EXERCISE BRIEF -
Each entry below has to be written out again without any change.

[Start of Attachment]

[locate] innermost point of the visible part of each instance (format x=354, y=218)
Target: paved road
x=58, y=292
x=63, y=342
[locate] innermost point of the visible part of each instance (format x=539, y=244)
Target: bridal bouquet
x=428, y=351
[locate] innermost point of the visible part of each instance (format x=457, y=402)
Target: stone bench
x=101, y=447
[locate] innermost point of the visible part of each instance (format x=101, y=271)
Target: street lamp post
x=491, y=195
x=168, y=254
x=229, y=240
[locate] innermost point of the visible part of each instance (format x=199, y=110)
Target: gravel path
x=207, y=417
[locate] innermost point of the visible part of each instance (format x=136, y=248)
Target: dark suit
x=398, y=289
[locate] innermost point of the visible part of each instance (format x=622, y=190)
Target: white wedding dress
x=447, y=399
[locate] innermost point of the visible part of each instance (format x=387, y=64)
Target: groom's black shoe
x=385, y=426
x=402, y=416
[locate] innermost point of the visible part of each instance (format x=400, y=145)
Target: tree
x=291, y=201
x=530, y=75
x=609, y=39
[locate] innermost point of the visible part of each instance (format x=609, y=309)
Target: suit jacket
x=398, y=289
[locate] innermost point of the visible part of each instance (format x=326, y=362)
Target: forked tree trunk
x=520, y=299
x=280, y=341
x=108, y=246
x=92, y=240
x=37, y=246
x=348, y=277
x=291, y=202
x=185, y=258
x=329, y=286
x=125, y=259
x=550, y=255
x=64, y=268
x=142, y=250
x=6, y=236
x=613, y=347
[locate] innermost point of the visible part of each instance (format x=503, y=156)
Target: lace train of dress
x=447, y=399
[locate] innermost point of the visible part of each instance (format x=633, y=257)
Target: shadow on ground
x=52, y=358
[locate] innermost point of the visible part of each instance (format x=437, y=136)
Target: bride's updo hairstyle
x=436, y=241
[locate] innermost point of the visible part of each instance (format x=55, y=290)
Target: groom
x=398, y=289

[End of Attachment]

EXERCISE OUTPUT -
[locate] innermost point of the visible part of each instance (format x=354, y=218)
Target: paved road
x=58, y=292
x=63, y=342
[locate] innermost point of the visible part of each instance (format x=539, y=244)
Target: bridal bouquet
x=428, y=351
[locate] innermost point of the visible part of each instance (format x=457, y=402)
Target: stone bench
x=101, y=447
[locate] innermost point of the visible part of each instance (format x=101, y=271)
Target: street lamp post
x=491, y=195
x=168, y=254
x=229, y=240
[locate] innermost point of the visible part of each instance (format x=199, y=110)
Target: gravel path
x=207, y=417
[locate] innermost point of the visible part of each instance (format x=136, y=248)
Target: dark suit
x=398, y=289
[locate] innermost point of the visible part of each instance (format x=622, y=190)
Target: white wedding dress
x=447, y=399
[locate] innermost point of the visible part of each instance (format x=387, y=64)
Target: groom's black shoe
x=385, y=426
x=402, y=416
[locate] innermost point of the visible part of each instance (format x=400, y=145)
Target: tree
x=291, y=201
x=530, y=75
x=609, y=39
[locate] innermost point of the visible part of each instance (format x=609, y=309)
Target: suit jacket
x=398, y=289
[locate] innermost point of the visible part of each instance (format x=326, y=362)
Target: forked tree trunk
x=520, y=299
x=280, y=341
x=108, y=246
x=92, y=240
x=37, y=246
x=348, y=277
x=291, y=202
x=185, y=258
x=329, y=286
x=125, y=259
x=550, y=255
x=64, y=268
x=142, y=250
x=6, y=236
x=613, y=347
[locate] innermost point of the visible part of each instance (format x=503, y=156)
Target: lace train of dress
x=447, y=399
[locate] innermost point of the visible part of each instance (format x=633, y=257)
Target: shadow on ground
x=52, y=358
[locate] innermost point of the visible part of each instance (format x=437, y=136)
Target: bride's updo hairstyle
x=436, y=241
[locate] innermost point of the visible part of each instance (format x=55, y=290)
Target: groom
x=398, y=289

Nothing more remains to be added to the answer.